Short task
Count the lines in the listing below that contain the string "yellow", treating uppercase and lowercase as different, and give only the number.
begin The records
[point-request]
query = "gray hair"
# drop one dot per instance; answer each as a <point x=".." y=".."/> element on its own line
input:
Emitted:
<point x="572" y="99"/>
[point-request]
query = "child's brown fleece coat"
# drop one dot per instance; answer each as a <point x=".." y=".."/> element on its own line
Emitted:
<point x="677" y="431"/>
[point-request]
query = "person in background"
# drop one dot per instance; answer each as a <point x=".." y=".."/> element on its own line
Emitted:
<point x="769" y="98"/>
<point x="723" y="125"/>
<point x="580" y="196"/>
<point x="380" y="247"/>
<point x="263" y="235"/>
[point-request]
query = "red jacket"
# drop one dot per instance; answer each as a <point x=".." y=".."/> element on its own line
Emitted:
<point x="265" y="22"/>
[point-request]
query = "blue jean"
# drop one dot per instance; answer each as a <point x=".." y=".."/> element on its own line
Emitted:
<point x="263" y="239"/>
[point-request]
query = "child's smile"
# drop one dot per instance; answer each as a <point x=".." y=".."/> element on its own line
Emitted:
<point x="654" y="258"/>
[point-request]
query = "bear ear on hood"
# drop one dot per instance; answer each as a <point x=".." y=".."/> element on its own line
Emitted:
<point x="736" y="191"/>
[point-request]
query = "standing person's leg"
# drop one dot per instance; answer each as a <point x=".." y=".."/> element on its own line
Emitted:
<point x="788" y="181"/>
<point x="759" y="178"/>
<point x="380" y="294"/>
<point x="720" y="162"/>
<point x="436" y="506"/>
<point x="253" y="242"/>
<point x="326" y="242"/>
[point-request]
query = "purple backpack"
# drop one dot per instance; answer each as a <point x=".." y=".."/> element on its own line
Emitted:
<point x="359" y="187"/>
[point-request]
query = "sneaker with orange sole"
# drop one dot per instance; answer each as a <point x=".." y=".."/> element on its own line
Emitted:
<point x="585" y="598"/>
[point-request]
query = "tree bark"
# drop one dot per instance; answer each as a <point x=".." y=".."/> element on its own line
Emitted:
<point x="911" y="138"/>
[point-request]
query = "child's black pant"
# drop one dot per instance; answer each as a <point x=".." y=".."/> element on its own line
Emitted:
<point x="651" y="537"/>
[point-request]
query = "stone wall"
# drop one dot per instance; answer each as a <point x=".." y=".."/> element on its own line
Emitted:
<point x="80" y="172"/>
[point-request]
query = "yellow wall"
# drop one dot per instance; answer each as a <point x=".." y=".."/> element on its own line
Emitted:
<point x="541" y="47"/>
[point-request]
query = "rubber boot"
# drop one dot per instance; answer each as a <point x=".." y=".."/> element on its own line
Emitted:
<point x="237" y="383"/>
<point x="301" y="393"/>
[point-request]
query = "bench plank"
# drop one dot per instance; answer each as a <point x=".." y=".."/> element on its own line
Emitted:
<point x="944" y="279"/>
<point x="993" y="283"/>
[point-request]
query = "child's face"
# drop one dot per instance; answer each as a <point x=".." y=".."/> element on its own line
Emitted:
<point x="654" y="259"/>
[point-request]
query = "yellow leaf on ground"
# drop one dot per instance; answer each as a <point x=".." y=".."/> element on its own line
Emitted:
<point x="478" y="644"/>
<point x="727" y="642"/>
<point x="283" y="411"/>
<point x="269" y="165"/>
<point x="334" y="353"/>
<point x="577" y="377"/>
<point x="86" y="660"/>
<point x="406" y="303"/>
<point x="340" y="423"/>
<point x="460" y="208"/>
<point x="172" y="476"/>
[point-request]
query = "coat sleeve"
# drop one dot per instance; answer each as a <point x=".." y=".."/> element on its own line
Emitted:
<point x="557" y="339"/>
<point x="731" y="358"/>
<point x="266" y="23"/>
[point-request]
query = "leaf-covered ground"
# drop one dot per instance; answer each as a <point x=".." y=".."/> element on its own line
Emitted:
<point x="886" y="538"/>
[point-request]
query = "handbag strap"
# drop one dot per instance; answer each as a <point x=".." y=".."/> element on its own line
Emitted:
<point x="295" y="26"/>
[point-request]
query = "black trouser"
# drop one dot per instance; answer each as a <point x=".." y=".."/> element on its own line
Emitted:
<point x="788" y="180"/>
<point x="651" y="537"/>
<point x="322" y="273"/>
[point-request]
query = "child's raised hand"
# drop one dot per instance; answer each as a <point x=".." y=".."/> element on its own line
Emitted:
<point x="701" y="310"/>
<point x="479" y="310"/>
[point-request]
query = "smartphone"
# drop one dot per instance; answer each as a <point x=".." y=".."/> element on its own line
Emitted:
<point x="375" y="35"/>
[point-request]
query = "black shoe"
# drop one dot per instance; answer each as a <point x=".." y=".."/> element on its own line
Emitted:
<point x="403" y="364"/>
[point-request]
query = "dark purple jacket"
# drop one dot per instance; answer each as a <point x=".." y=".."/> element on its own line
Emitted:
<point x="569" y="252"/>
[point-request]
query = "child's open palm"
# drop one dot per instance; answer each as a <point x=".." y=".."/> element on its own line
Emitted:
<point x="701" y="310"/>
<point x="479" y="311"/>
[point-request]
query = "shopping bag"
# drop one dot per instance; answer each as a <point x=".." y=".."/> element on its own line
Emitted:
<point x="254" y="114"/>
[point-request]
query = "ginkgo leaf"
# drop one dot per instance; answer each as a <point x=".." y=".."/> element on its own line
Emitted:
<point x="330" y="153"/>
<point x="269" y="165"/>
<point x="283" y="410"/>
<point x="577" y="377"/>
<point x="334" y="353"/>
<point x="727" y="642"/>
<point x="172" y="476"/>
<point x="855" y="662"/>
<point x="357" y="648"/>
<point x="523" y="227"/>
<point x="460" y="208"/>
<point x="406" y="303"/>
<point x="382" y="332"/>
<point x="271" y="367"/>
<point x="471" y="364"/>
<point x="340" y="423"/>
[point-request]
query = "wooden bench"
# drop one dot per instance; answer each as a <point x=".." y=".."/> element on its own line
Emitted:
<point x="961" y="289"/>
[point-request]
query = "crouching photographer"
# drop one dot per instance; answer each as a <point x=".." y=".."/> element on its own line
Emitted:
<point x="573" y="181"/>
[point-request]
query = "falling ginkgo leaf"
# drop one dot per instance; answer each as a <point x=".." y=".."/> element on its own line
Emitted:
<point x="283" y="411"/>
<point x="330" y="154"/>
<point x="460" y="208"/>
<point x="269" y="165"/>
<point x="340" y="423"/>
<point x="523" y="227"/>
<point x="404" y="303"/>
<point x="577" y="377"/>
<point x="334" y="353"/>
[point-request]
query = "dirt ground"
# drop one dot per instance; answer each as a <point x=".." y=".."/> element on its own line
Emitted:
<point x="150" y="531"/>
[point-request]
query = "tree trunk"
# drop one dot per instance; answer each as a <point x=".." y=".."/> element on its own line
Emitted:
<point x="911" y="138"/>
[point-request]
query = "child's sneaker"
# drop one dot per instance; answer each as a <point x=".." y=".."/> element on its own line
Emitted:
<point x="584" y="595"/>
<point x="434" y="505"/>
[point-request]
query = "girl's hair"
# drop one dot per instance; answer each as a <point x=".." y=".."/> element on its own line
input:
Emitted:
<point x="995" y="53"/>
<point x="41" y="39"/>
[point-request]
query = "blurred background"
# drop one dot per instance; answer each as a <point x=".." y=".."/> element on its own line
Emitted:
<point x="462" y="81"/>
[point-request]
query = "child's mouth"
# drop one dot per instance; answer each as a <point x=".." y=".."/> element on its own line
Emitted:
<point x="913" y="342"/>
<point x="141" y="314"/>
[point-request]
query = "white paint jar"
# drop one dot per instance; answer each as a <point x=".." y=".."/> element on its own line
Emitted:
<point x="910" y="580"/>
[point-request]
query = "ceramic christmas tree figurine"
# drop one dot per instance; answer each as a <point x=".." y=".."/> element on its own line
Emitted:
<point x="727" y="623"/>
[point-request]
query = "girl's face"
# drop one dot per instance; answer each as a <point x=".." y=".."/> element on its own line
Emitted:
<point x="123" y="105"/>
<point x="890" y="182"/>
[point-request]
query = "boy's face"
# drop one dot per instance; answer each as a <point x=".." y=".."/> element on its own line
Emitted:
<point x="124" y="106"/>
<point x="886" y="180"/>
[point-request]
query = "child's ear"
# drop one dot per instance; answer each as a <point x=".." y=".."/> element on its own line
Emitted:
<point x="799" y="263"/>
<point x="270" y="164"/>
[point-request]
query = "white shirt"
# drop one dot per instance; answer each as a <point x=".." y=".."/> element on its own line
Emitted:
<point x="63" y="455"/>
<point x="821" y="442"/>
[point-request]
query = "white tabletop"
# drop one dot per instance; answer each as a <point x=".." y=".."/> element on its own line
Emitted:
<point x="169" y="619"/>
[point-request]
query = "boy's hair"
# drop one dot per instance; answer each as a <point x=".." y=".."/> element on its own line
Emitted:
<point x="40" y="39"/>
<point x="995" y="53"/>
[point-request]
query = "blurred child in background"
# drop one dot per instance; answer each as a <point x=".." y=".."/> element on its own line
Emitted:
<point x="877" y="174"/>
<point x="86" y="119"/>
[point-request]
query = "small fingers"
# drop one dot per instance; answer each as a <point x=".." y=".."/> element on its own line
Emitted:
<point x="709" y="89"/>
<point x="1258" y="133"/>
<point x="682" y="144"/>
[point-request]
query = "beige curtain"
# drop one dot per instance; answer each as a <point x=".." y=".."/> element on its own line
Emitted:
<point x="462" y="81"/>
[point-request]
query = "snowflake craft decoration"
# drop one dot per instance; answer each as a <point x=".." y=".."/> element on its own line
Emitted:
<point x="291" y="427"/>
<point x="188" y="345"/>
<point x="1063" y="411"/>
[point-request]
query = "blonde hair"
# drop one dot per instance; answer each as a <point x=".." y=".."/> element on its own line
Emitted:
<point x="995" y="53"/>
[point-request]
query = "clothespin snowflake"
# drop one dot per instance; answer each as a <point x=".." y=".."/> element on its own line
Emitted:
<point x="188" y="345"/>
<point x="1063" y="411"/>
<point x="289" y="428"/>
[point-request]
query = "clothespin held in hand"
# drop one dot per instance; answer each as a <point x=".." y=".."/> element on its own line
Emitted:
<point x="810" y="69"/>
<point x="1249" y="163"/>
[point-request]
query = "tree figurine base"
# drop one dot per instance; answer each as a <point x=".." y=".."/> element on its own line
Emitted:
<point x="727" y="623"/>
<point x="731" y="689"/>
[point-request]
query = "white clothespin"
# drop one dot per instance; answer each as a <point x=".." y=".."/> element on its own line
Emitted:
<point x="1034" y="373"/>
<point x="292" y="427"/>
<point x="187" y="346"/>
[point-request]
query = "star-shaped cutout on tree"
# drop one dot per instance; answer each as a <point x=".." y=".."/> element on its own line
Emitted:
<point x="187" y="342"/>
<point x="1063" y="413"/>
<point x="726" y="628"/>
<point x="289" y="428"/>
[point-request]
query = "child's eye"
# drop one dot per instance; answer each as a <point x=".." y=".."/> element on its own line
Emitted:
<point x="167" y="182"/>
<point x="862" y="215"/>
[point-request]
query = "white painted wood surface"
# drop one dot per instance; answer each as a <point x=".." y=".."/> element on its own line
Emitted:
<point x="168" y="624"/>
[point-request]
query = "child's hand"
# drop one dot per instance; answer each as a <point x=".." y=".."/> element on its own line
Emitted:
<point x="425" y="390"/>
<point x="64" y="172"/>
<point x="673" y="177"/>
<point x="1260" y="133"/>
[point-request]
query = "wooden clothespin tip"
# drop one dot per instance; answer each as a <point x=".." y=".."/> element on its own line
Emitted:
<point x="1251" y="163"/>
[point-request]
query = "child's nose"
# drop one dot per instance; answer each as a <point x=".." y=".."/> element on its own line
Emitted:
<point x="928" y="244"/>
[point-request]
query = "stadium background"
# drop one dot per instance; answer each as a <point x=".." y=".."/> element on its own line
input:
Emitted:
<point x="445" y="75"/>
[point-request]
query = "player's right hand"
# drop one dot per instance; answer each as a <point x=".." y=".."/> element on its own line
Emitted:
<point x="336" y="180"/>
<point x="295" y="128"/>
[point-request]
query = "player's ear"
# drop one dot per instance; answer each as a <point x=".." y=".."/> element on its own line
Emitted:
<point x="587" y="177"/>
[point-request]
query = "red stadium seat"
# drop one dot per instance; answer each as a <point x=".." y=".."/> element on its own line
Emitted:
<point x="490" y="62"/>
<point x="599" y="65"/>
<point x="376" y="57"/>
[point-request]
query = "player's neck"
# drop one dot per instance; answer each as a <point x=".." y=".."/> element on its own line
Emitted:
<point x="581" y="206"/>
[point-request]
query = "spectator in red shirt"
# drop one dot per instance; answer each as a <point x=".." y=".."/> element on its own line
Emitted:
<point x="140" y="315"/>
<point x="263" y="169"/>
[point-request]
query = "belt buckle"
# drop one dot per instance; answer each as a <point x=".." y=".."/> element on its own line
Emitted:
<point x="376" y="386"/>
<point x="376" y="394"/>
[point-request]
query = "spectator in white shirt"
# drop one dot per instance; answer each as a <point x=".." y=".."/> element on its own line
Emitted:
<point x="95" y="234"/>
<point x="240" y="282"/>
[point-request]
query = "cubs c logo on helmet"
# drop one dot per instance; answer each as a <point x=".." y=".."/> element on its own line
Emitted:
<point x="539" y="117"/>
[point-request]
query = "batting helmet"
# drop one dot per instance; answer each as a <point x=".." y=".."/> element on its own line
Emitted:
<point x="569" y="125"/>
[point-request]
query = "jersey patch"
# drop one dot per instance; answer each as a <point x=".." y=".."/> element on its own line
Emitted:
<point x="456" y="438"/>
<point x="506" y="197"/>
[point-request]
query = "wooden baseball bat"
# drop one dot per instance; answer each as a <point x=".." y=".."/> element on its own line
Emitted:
end The records
Task solution
2